Transcribe exactly the stretch of lines beginning at the one containing "For the scouting tally, point out every instance of the shadow" and closing with the last line of the entries below. Omit images.

=== DATA PROVIDED ===

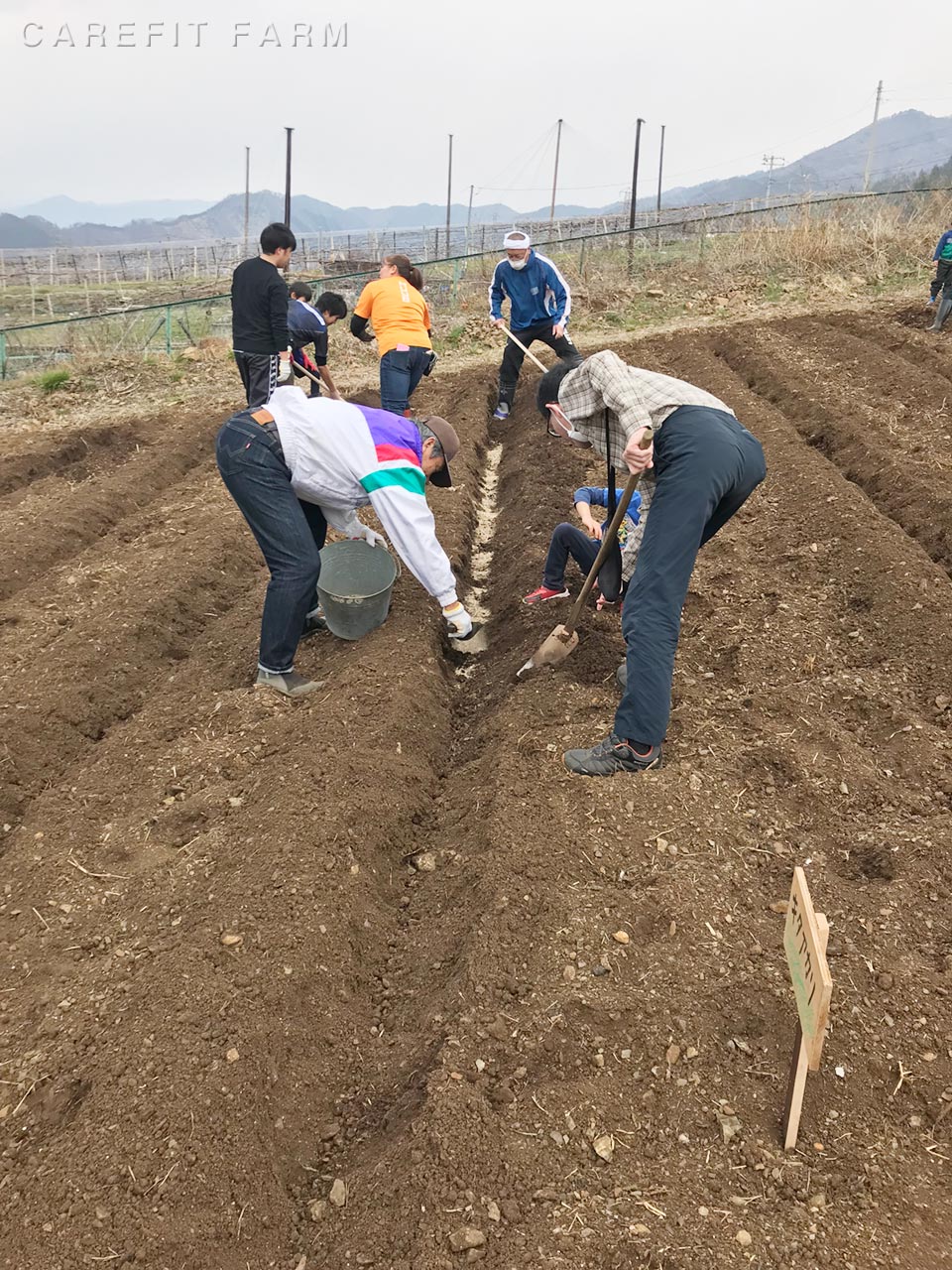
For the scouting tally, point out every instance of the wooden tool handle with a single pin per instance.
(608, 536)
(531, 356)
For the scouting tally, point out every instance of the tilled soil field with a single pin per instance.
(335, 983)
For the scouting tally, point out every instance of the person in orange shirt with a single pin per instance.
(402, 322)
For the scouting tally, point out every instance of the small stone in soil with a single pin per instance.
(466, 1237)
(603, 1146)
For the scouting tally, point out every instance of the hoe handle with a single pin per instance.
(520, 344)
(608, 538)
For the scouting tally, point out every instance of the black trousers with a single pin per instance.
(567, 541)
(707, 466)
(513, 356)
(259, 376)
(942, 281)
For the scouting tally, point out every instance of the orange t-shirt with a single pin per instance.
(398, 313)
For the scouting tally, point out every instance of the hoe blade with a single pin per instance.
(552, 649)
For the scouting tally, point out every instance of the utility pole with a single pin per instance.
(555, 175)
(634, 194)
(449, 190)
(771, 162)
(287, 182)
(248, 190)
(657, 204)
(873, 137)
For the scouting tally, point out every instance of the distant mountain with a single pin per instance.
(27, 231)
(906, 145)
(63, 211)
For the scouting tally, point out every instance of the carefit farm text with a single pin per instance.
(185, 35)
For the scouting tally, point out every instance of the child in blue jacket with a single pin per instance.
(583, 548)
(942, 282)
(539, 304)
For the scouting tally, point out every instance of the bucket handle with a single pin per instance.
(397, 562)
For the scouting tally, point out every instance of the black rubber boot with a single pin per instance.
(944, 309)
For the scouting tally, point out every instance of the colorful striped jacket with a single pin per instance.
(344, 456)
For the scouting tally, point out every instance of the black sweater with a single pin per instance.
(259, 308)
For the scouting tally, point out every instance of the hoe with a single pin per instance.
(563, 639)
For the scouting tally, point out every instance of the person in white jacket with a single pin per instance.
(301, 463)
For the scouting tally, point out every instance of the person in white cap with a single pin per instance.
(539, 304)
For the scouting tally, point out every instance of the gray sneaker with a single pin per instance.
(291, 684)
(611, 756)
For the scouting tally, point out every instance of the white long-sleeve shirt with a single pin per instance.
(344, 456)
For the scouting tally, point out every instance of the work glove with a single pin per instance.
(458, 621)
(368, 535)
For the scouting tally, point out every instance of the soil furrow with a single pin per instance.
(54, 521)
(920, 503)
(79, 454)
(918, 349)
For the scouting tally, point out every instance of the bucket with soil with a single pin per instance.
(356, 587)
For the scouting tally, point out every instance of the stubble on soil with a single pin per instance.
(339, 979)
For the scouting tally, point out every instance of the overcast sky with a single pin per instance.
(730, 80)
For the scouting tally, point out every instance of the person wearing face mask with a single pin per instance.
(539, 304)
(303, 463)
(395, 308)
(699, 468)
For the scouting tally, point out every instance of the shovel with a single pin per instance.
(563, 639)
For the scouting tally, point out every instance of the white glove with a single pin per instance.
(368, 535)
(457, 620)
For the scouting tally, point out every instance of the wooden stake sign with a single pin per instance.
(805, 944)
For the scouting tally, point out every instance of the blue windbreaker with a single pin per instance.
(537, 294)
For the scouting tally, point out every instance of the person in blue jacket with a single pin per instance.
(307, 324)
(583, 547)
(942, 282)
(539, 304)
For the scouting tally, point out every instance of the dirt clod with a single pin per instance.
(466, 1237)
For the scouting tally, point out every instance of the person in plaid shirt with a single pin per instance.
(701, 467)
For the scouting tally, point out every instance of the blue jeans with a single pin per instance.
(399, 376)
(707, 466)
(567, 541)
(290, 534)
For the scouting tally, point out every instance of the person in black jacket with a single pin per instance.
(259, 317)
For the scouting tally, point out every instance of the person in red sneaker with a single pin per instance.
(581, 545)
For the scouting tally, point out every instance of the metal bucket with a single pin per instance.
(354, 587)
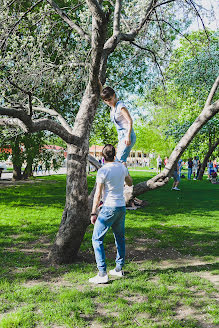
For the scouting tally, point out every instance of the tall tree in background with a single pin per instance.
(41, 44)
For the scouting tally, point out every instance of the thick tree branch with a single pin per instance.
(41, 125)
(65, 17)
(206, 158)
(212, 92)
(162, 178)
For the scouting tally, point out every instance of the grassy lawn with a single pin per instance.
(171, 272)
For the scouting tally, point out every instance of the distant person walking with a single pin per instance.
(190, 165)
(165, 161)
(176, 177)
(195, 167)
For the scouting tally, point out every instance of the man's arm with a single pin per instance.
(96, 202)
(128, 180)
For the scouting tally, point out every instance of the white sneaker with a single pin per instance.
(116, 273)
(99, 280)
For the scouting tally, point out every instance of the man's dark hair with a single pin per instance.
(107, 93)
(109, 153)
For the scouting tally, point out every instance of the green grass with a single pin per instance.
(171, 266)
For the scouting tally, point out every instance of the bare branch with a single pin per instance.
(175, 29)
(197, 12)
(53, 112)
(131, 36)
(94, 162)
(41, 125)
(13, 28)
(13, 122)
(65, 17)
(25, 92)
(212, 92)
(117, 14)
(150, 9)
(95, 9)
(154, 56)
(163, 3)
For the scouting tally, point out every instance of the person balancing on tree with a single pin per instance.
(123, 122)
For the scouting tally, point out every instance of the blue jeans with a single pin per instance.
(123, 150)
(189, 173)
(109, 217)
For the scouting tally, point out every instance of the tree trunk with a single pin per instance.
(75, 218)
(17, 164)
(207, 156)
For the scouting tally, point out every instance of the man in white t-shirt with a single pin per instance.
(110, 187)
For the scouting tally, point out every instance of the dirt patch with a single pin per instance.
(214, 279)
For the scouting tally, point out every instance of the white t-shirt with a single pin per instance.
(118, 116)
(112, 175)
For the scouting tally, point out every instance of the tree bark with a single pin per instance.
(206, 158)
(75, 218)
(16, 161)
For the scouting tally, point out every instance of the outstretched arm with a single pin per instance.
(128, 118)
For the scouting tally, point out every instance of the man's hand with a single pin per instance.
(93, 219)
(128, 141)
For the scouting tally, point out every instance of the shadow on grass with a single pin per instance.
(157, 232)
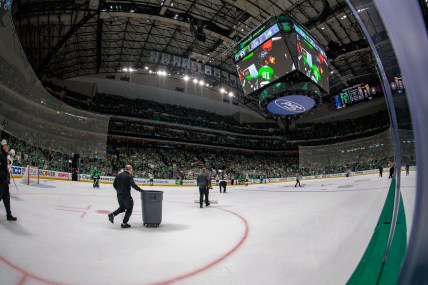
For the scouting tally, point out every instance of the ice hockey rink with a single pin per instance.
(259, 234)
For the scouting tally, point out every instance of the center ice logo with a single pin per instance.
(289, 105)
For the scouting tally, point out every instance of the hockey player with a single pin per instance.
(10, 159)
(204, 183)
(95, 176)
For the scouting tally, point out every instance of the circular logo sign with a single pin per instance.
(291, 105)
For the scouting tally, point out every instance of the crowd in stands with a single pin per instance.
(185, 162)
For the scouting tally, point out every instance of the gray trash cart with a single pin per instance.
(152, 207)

===

* [FINAL ANSWER]:
For the scouting tally, point out every instance of the shadow on grass with a single pin per instance.
(157, 232)
For the scouting tally, point out every instance of the ice hockey rink with a single pin per instance.
(259, 234)
For the scouting tally, point out every instance of the center ice logo with a single pin per instance.
(289, 105)
For the scouting tally, point out every instance of the hockey player with a single pin per instance.
(10, 159)
(204, 183)
(95, 176)
For the scouting tally, point out every instance of the circular logo sign with a single pin per instance.
(291, 105)
For the scouting tally, point out every instance of the crowd in stands with a single pin per instance.
(185, 162)
For the scouting tally, point out every instance of the gray trash cart with a single pin per instance.
(152, 207)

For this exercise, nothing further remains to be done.